Arrange the stretch of data below from the line containing "Study the picture above. For each instance of the wooden deck" through the line containing "Study the picture above. For each instance of the white" as a numbered list, leaving out any blank lines.

Stored items:
══════════
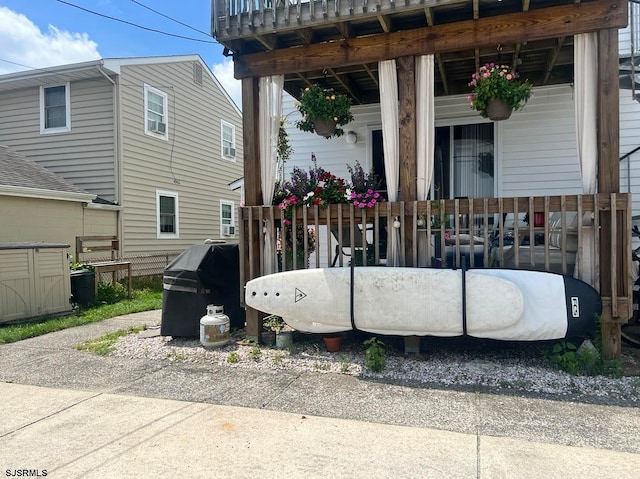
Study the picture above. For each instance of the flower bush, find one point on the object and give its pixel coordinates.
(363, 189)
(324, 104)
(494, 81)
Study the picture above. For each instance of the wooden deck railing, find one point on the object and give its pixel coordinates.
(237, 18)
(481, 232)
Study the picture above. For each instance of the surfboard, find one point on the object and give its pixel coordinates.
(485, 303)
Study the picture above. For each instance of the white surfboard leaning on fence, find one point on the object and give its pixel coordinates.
══════════
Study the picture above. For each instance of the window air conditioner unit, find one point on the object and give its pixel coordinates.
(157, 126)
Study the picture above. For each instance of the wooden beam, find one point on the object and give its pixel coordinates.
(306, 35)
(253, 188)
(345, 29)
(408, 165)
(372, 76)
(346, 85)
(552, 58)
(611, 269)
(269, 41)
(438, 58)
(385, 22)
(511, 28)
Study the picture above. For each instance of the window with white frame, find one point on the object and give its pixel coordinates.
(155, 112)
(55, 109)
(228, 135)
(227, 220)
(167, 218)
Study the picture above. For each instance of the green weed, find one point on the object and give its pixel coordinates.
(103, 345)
══════════
TASK RESULT:
1. Study the picture above. For each instance of the wooden deck railing, find one point on the object and give its pixel coordinates.
2. (237, 18)
3. (481, 232)
4. Study the picture above. For each instance of the surfboard, find one point on the object and give its pixel coordinates.
5. (485, 303)
6. Study the picture above. For each instance of the white surfboard leaning on fence, find one point on the object and give its pixel coordinates.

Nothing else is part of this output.